**Exercise requirements:**
Write out, word for word, only the lines from the one containing "job | pin one point per instance of the black" through the final line of the data.

**Entries supplied:**
______________________________

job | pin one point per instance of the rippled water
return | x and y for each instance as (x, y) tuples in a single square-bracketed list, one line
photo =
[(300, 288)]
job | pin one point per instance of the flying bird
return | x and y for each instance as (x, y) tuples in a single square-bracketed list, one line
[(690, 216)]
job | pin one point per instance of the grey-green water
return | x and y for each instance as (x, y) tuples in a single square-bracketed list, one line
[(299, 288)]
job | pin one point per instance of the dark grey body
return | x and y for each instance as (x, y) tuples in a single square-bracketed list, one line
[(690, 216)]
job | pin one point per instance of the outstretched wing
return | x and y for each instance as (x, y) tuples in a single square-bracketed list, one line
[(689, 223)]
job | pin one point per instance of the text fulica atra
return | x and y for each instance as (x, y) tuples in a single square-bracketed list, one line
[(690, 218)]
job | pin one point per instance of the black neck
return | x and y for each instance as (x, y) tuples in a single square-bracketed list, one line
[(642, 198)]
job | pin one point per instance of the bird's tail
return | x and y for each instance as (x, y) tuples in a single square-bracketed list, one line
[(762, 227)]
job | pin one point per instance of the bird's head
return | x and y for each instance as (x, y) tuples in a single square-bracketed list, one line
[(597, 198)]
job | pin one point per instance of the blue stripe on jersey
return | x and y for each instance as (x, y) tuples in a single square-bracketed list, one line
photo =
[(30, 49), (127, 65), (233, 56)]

______________________________

**Exercise output:**
job | pin one point per instance of the black neck
return | x and y for each instance as (x, y) tuples in a single square-bracketed list, one line
[(642, 198)]
job | pin one point per instance of the bird's tail
return | x and y for each instance as (x, y) tuples in a single square-bracketed list, one line
[(762, 227)]
job | pin one point per instance of the bird's head
return | x and y for each instance as (x, y) tuples in a single square-bracketed list, one line
[(597, 198)]
job | pin one point per instance of the blue stripe on jersey
return | x and y for each instance as (x, y) tuples in a single square-bracketed list, one line
photo =
[(30, 49), (127, 65), (233, 56)]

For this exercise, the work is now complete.